#### Problem statement
Please transcribe the entries below without omitting a single character.

#### Given information
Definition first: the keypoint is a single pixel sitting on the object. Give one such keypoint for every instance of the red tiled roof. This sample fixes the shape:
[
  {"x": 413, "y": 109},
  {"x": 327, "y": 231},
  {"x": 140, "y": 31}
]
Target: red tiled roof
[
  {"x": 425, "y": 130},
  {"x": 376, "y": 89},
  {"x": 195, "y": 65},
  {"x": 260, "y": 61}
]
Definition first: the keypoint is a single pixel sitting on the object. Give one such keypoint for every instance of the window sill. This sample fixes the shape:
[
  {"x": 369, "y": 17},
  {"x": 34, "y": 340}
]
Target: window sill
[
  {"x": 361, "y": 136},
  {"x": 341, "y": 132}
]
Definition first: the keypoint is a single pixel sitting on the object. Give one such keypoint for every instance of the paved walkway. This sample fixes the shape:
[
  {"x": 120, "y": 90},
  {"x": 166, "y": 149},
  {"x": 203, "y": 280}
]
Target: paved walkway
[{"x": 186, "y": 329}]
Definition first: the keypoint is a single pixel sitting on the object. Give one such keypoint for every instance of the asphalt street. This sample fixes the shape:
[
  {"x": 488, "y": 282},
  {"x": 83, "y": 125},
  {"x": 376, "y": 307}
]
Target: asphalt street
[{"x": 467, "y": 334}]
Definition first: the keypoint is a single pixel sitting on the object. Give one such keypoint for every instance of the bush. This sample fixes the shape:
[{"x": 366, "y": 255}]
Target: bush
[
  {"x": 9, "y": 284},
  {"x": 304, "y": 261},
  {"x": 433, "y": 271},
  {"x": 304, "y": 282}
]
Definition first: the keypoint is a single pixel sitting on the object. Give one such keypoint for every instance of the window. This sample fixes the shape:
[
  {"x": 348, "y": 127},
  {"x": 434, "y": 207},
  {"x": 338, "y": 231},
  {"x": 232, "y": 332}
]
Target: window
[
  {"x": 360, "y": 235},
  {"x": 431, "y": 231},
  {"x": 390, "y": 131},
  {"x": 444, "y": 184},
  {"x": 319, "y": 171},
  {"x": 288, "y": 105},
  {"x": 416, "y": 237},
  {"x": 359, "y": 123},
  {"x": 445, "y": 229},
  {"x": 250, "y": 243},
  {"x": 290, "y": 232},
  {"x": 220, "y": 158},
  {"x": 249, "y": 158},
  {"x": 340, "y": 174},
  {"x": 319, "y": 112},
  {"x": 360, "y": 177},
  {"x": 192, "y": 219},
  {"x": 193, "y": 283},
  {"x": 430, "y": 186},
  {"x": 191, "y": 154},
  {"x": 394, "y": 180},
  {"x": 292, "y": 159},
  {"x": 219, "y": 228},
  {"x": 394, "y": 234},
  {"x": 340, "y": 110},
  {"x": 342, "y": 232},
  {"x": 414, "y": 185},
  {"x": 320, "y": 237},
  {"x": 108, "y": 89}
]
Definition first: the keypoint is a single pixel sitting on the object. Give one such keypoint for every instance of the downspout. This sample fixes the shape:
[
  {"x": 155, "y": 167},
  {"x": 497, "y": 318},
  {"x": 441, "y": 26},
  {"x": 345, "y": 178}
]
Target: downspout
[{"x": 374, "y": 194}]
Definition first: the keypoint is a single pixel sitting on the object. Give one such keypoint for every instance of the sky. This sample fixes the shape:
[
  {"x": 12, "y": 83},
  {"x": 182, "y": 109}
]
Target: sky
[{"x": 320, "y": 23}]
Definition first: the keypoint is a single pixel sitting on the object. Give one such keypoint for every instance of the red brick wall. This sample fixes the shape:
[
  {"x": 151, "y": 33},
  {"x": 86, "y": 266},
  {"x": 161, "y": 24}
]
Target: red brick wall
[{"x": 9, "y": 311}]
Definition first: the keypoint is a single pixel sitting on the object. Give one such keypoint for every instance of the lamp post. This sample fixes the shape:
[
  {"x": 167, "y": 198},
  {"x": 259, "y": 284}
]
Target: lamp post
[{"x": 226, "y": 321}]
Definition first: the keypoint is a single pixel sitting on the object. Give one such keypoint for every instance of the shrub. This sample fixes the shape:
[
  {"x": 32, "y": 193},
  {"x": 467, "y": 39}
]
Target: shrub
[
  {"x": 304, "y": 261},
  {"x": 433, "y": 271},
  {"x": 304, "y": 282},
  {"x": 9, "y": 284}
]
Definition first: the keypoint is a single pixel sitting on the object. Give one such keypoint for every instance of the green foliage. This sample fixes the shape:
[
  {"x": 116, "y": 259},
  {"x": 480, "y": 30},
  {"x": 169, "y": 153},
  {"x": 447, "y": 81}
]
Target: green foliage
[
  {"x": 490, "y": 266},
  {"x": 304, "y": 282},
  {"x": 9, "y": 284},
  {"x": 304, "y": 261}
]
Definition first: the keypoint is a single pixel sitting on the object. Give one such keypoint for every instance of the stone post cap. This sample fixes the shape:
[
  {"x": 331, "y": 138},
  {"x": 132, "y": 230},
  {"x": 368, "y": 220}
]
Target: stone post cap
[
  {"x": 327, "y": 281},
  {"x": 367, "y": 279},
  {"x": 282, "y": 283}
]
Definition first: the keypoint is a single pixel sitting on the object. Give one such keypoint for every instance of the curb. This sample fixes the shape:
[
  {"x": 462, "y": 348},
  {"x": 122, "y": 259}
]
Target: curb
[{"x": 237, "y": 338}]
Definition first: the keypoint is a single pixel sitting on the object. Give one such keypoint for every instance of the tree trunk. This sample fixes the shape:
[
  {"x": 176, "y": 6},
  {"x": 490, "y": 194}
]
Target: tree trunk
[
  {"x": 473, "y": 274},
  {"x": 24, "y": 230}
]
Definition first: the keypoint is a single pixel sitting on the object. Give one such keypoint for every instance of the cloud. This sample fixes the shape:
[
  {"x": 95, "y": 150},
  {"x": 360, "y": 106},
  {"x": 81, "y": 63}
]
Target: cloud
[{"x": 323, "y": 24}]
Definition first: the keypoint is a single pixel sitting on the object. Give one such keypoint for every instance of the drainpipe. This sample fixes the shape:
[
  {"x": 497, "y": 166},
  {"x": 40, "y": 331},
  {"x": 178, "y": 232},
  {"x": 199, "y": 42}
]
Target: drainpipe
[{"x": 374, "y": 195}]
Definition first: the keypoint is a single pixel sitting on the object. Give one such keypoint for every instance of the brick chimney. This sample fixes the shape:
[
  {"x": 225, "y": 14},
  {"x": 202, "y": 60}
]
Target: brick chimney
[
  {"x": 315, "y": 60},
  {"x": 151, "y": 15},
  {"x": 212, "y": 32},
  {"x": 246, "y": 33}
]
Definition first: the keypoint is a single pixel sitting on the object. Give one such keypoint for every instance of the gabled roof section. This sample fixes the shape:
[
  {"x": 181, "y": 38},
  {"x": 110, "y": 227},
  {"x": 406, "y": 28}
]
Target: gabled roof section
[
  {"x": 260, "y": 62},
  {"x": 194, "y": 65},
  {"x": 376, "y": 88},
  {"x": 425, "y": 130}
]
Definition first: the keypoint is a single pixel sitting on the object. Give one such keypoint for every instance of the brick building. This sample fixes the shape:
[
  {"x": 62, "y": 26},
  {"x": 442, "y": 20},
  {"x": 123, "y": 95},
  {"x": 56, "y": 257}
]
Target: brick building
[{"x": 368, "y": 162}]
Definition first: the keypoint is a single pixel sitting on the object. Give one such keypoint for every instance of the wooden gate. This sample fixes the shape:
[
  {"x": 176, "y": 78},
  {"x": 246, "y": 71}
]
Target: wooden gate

#### Output for this exercise
Definition first: the keypoint is a single pixel sitting on the object. Give one such keypoint for every instance of the red tiled roof. This sample fixes the shape:
[
  {"x": 413, "y": 109},
  {"x": 327, "y": 231},
  {"x": 140, "y": 31}
]
Target: red tiled roof
[
  {"x": 425, "y": 130},
  {"x": 376, "y": 89},
  {"x": 195, "y": 65},
  {"x": 260, "y": 61}
]
Definition first: the keypoint is a single pixel sitting on the object. Give one such keypoint for every instance of the window sill. This sample fixes the shape:
[
  {"x": 369, "y": 17},
  {"x": 34, "y": 340}
]
Target: window sill
[
  {"x": 361, "y": 136},
  {"x": 341, "y": 132}
]
Definition first: the keypoint is a single pixel sitting on the object. Give one such keypoint for every instance of the paved walkway. This sample fixes the shape:
[
  {"x": 120, "y": 90},
  {"x": 166, "y": 149},
  {"x": 203, "y": 280}
]
Target: paved walkway
[{"x": 186, "y": 329}]
Definition first: the keypoint is a single pixel sitting on the object. Give one such keypoint for every instance of the asphalt street. This sample fixes the shape:
[
  {"x": 488, "y": 282},
  {"x": 83, "y": 125},
  {"x": 376, "y": 307}
]
Target: asphalt street
[{"x": 467, "y": 334}]
Definition first: the keypoint is a single pixel sitting on the object. Give one such keypoint for every instance of the bush. This sample fixes the shape:
[{"x": 366, "y": 255}]
Target: bush
[
  {"x": 9, "y": 284},
  {"x": 304, "y": 261},
  {"x": 433, "y": 271},
  {"x": 304, "y": 282}
]
Definition first: the keypoint is a single pixel sitting on the object. Give one such keypoint for every instance of the window. This sample fixes the shape:
[
  {"x": 348, "y": 127},
  {"x": 434, "y": 207},
  {"x": 338, "y": 231},
  {"x": 232, "y": 332}
]
Target: window
[
  {"x": 360, "y": 235},
  {"x": 431, "y": 231},
  {"x": 390, "y": 131},
  {"x": 444, "y": 184},
  {"x": 319, "y": 171},
  {"x": 288, "y": 105},
  {"x": 416, "y": 237},
  {"x": 359, "y": 123},
  {"x": 445, "y": 229},
  {"x": 250, "y": 243},
  {"x": 290, "y": 232},
  {"x": 220, "y": 158},
  {"x": 249, "y": 158},
  {"x": 340, "y": 174},
  {"x": 319, "y": 112},
  {"x": 360, "y": 177},
  {"x": 192, "y": 219},
  {"x": 193, "y": 283},
  {"x": 430, "y": 186},
  {"x": 191, "y": 154},
  {"x": 394, "y": 180},
  {"x": 292, "y": 159},
  {"x": 219, "y": 228},
  {"x": 394, "y": 234},
  {"x": 340, "y": 110},
  {"x": 342, "y": 232},
  {"x": 414, "y": 185},
  {"x": 320, "y": 237},
  {"x": 108, "y": 89}
]
Definition first: the keypoint is a single pixel sitting on the object. Give one such keypoint for every instance of the downspout. This sample fixes the shape:
[
  {"x": 155, "y": 167},
  {"x": 497, "y": 318},
  {"x": 441, "y": 26},
  {"x": 345, "y": 178}
]
Target: downspout
[{"x": 374, "y": 194}]
Definition first: the keypoint is a single pixel sitting on the object. Give one such keypoint for every instance of the sky. This sample fixes the shape:
[
  {"x": 12, "y": 83},
  {"x": 182, "y": 109}
]
Target: sky
[{"x": 320, "y": 23}]
Definition first: the keypoint is a single pixel sitting on the object. Give one such keypoint for every instance of the red brick wall. This sample fixes the shape:
[
  {"x": 151, "y": 33},
  {"x": 86, "y": 266},
  {"x": 161, "y": 24}
]
Target: red brick wall
[{"x": 9, "y": 311}]
Definition first: the keypoint is a single pixel sitting on the object. Give one such keypoint for every instance of the lamp post. This sample fixes the shape:
[
  {"x": 167, "y": 198},
  {"x": 259, "y": 284}
]
Target: lamp post
[{"x": 226, "y": 321}]
Definition first: the keypoint is a single pixel sitting on the object. Give one such keypoint for every instance of the shrub. This sample fixes the shape:
[
  {"x": 32, "y": 193},
  {"x": 467, "y": 39}
]
Target: shrub
[
  {"x": 304, "y": 261},
  {"x": 433, "y": 271},
  {"x": 304, "y": 282},
  {"x": 9, "y": 284}
]
Definition first: the keypoint is a single pixel sitting on the object. Give one such keypoint for every instance of the green foliage. This sample fixes the shape:
[
  {"x": 116, "y": 259},
  {"x": 480, "y": 30},
  {"x": 169, "y": 153},
  {"x": 447, "y": 81}
]
Target: green foliage
[
  {"x": 490, "y": 266},
  {"x": 304, "y": 282},
  {"x": 9, "y": 284},
  {"x": 304, "y": 261}
]
Definition first: the keypoint is a single pixel sitting on the object. Give one such keypoint for every instance of the stone post cap. This sample fixes the shape:
[
  {"x": 331, "y": 138},
  {"x": 132, "y": 230},
  {"x": 368, "y": 220}
]
Target: stone post cap
[
  {"x": 327, "y": 281},
  {"x": 367, "y": 279},
  {"x": 282, "y": 283}
]
Definition first: the keypoint is a single pixel sitting on the object. Give one such keypoint for every instance of the curb. This sample fixes the shape:
[
  {"x": 462, "y": 348},
  {"x": 122, "y": 259}
]
Target: curb
[{"x": 237, "y": 338}]
Definition first: the keypoint is a single pixel sitting on the object. Give one such keypoint for every instance of the tree trunk. This sample fixes the shape:
[
  {"x": 176, "y": 6},
  {"x": 490, "y": 194}
]
Target: tree trunk
[
  {"x": 473, "y": 274},
  {"x": 24, "y": 230}
]
Definition first: the keypoint is a single pixel sitting on the object. Give one such keypoint for every instance of the cloud. This sample fixes the shape:
[
  {"x": 95, "y": 150},
  {"x": 360, "y": 106},
  {"x": 81, "y": 63}
]
Target: cloud
[{"x": 323, "y": 24}]
Definition first: the keypoint is a single pixel sitting on the object. Give one such keypoint for every instance of the drainpipe. This sample fixes the shape:
[
  {"x": 497, "y": 166},
  {"x": 40, "y": 331},
  {"x": 178, "y": 232},
  {"x": 199, "y": 42}
]
Target: drainpipe
[{"x": 374, "y": 195}]
Definition first: the keypoint is a single pixel sitting on the object. Give one such keypoint for every instance of the brick chimney. This sample fixes the shape:
[
  {"x": 225, "y": 14},
  {"x": 202, "y": 60}
]
Target: brick chimney
[
  {"x": 315, "y": 60},
  {"x": 151, "y": 15},
  {"x": 212, "y": 32},
  {"x": 246, "y": 33}
]
Definition first: the keypoint is a single pixel sitting on the object. Give one such keypoint for every instance of the gabled roof section. This sample fixes the shape:
[
  {"x": 181, "y": 38},
  {"x": 110, "y": 227},
  {"x": 406, "y": 28}
]
Target: gabled roof section
[
  {"x": 260, "y": 62},
  {"x": 194, "y": 65},
  {"x": 376, "y": 88},
  {"x": 425, "y": 130}
]
Definition first: the keypoint is a single pixel sitting on the object. Give one such keypoint for every instance of the brick building. This sample fixes the shape:
[
  {"x": 62, "y": 26},
  {"x": 442, "y": 20},
  {"x": 123, "y": 95},
  {"x": 56, "y": 257}
]
Target: brick building
[{"x": 368, "y": 162}]
Definition first: the keypoint is a single pixel sitting on the object. Give one such keypoint for every instance of the wooden gate. This sample fixes the shape:
[
  {"x": 176, "y": 78},
  {"x": 246, "y": 71}
]
Target: wooden gate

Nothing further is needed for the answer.